→ Exercises
1. Please echo the cloud security passage word for word, starting at "In an ecosystem" and ending at "Table 1 below.".
2. In the cloud security passage, which widely accepted framework is cited for identifying typical cloud-associated attacker behaviors?

→ Text segment
As cloud infrastructures become a key element in the telecommunication operator ecosystem, particularly with the 5G rollout becoming a critical business necessity, cloud-focused threats and associated adversarial behaviours, methods, tools, and strategies that cyber threat actors use to plan and execute are part of the attack surface landscape.

 

In an ecosystem comprised of different network domains, products and business partnerships, the responsibility for managing these different cloud environments necessary to support 5G use cases falls to different organisations, creating a new level of complexities and a new range of security risks. In such an environment, there are additional security principles to be considered.  These principles, see Table 2 below, drawn from the collaboration with GSMA FASG [E], intend to address typical cloud associated attacker behaviours, as identified in the widely accepted MITRE ATT&CK® Framework [A],. This framework provides a systematic approach to capture adversarial behaviour targeting cloud environments. Examples of such adversarial behaviours are listed in the Table 1 below.

→ Data extract
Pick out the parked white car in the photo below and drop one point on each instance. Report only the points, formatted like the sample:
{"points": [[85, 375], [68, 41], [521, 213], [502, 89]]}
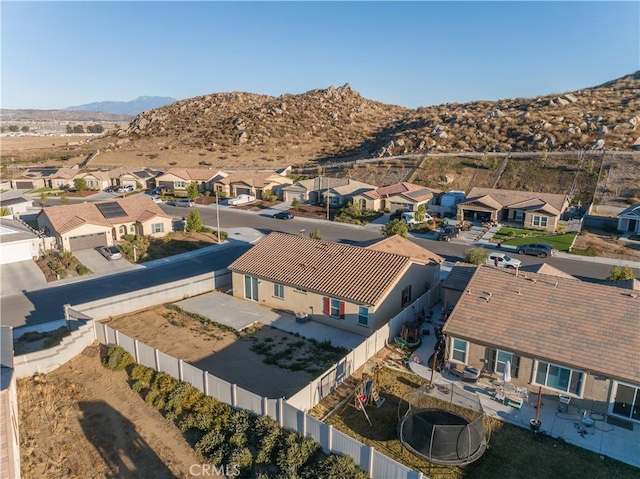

→ Results for the exercise
1.
In an ecosystem comprised of different network domains, products and business partnerships, the responsibility for managing these different cloud environments necessary to support 5G use cases falls to different organisations, creating a new level of complexities and a new range of security risks. In such an environment, there are additional security principles to be considered.  These principles, see Table 2 below, drawn from the collaboration with GSMA FASG [E], intend to address typical cloud associated attacker behaviours, as identified in the widely accepted MITRE ATT&CK® Framework [A],. This framework provides a systematic approach to capture adversarial behaviour targeting cloud environments. Examples of such adversarial behaviours are listed in the Table 1 below.

2. The MITRE ATT&CK® Framework.